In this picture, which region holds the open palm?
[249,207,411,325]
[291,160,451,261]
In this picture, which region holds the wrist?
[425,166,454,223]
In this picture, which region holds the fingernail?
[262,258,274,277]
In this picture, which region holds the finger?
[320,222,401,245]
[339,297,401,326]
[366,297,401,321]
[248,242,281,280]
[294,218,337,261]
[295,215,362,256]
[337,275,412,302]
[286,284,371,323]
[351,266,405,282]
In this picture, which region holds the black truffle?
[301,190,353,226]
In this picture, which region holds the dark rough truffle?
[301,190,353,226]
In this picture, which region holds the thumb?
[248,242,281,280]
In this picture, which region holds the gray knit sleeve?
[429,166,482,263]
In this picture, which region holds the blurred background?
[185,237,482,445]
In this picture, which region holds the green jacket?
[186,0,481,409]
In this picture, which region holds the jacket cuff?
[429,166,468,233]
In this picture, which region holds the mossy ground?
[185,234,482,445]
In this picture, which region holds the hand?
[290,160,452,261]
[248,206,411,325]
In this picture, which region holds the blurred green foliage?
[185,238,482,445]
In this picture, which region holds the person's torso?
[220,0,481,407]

---

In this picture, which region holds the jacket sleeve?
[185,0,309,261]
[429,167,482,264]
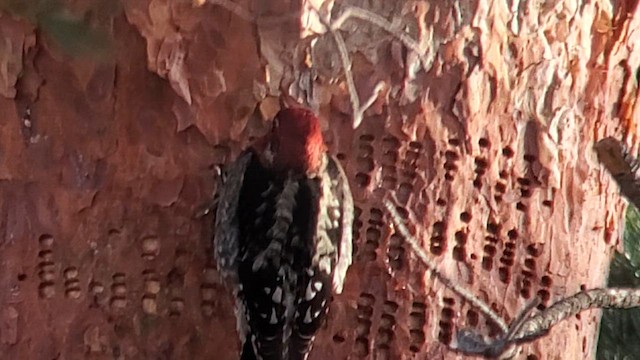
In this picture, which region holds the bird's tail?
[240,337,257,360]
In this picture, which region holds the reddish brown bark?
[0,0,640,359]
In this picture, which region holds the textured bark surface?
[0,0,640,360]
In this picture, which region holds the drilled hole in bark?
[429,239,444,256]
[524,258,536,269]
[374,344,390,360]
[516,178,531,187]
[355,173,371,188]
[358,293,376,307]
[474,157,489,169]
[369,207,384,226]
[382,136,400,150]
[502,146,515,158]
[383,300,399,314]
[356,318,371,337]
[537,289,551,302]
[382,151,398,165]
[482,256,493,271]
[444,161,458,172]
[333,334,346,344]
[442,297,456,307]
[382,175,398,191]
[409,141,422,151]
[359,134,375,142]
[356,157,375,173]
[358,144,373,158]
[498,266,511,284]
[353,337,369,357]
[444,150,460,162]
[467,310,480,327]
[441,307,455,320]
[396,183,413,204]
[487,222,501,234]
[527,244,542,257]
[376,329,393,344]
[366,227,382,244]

### [The task]
Scale everything from the row containing "In this picture, which region holds the dark" down to the row containing "[220,0,481,407]", both included. Give back each of those rows with its request unchanged, and multiply every coordinate in the answers by 2.55, rounding to whole numbers with halves rounded up.

### [Solution]
In this picture, which region holds the dark rough truffle?
[768,485,900,576]
In this picture, which region holds the thumb?
[632,617,717,714]
In this picture, which region holds the gray knit sleeve?
[1094,423,1229,671]
In this picture, which region holds the blurred background?
[472,604,1229,1135]
In this picture, which region holds the green jacket?
[474,0,1227,1043]
In this picture, which region holds the jacket cuff?
[1094,423,1193,594]
In this picture, which region holds the mossy ground?
[472,597,1229,1135]
In this picture, which region holds the hand?
[740,408,1153,666]
[632,525,1048,829]
In this picture, which region holds the blurred green foliage?
[472,607,1229,1135]
In this picture, which region holds the person's torso?
[561,0,1227,1038]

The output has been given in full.